─── READING TEXT ───

The L.M.D.C. has released a list of all eligible blocks from July 2007 through January 2008 and will update that list monthly on its Web site. Some of the most affected blocks during that period were Broadway between Ann and John Sts.; Dey St. between Broadway and Church Sts.; Fulton St. between William and Ryders Alley and Broadway to Nassau; and John St. between Broadway and Nassau St.
To prove a financial impact, a business must submit statements showing that sales or revenue were lower while construction work blocked the street.
Ayhan Sav, who owns The Country Kebab at Fulton and Gold Sts., was glad to hear of the L.M.D.C.’s new grant program.
“I will definitely apply,” she said over the phone. “It wasn’t so easy for us — I’m behind on some of my rent, trying to catch up.”
The water shutoffs, which are part of replacing the 150-year-old water main beneath Fulton St., paralyzed Sav’s business for hours at a time. When the city first broke ground on the project, hordes of rats flooded the street, and it was nearly impossible to keep them out of the ground-floor restaurant, she said.
Business has been slow since last summer, and Sav sees no end in sight. She and her husband opened The Country Kebab about six years ago and also own five other restaurants Downtown, all of which have been affected to some degree by construction, she said. Together, the businesses have fewer than 50 employees, so Sav expects to be eligible for funding, though she didn’t know how many square feet she had.
Isaak Zaurov, owner of Isaak’s Fulton Haircutters, was skeptical about the L.M.D.C.’s grants.
“The program is not going to help businesses that much,” Zaurov said in a phone interview. “If they would finish it faster, that would be a lot better than any money they give.”
As the construction rumbles on, Zaurov has seen few new customers, though his regulars still know where to find the 14-year-old shop. On a recent afternoon, only one chair had a customer, while the rest sat empty. Zaurov wishes the city would build a bridge across Fulton St. and widen the sidewalks.
Zaurov said the city told him the construction would only last for several weeks, then they said 10 weeks, then 18 months. And while the pace of work was fast at the beginning, with as many as 50 workers per block, Zaurov said the site has gotten sleepy.
“It looks the same since Christmas,” Zaurov said, and several other business owners agreed.

───

● **OBJECTIVE**
According to the text about construction grants on Fulton St., why does Sav expect her restaurants to be eligible for funding? Answer in one to three sentences.

─── PROVIDED INFORMATION ───

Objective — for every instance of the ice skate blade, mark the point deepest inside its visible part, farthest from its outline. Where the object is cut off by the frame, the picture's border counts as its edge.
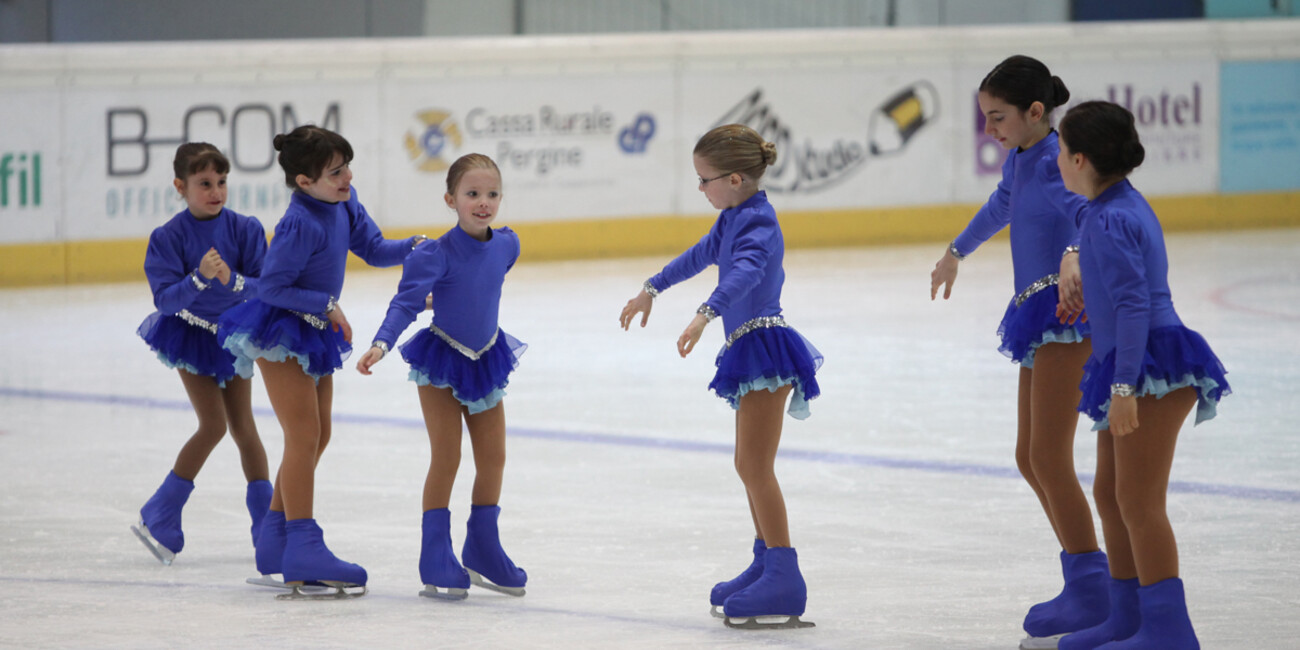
(1040, 642)
(265, 580)
(325, 590)
(767, 623)
(159, 551)
(486, 584)
(443, 593)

───

● **FULL RESPONSE**
Sav expects to be eligible because her businesses together have fewer than 50 employees. These are The Country Kebab and the five other restaurants she and her husband own Downtown.